Below are entries. Reproduce exactly the lines between the line holding "point per instance: green" and the line holding "point per instance: white", inclusive, and only those.

● ● ● ● ● ● ●

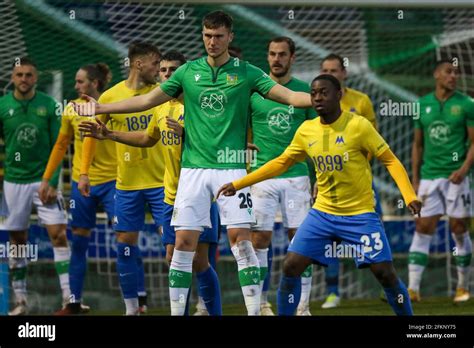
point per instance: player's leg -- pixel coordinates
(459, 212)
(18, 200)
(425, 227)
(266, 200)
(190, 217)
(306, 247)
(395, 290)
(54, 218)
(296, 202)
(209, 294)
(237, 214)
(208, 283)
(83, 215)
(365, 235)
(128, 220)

● ● ● ● ● ● ●

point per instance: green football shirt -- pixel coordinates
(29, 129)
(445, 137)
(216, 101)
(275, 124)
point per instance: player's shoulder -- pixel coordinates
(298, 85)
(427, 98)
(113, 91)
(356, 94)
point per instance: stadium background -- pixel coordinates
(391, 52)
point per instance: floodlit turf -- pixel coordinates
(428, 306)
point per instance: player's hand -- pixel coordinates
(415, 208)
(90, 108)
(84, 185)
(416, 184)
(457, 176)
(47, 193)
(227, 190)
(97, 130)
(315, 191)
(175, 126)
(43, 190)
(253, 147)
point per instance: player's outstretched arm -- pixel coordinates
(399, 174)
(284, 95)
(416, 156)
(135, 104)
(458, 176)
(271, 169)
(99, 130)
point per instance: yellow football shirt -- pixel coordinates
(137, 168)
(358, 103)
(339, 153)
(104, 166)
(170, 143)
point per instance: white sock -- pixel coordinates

● ● ● ● ● ● ●

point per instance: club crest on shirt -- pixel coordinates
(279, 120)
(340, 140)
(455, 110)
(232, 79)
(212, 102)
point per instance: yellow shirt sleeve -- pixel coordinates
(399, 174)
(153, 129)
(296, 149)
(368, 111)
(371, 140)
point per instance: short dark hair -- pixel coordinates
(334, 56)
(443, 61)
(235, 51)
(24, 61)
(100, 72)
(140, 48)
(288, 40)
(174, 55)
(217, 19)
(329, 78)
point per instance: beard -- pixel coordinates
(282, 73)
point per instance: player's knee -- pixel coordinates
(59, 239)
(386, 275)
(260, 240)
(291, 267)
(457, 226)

● ● ● ● ● ● ●

[Reply]
point per instance: green football shirt -- pixel coordinates
(29, 129)
(445, 137)
(216, 101)
(275, 124)
point per instance: player's shoulder -- pixel coordinates
(298, 85)
(427, 98)
(113, 91)
(356, 94)
point per instance: stadium background -- pixel coordinates
(391, 52)
point per instance: floodlit turf -- pixel coordinates
(428, 306)
point per instance: player's hand -- pixel coordinates
(415, 208)
(90, 108)
(84, 185)
(416, 184)
(457, 176)
(47, 193)
(227, 190)
(97, 130)
(315, 191)
(175, 126)
(43, 190)
(253, 147)
point per instance: player's outstretched arm -- pixel coordinates
(399, 174)
(284, 95)
(416, 156)
(135, 104)
(458, 176)
(271, 169)
(99, 130)
point per instance: yellow football shirt -- pixel coordinates
(137, 168)
(358, 103)
(339, 153)
(104, 166)
(170, 143)
point per instance: white sock -- pixel coordinates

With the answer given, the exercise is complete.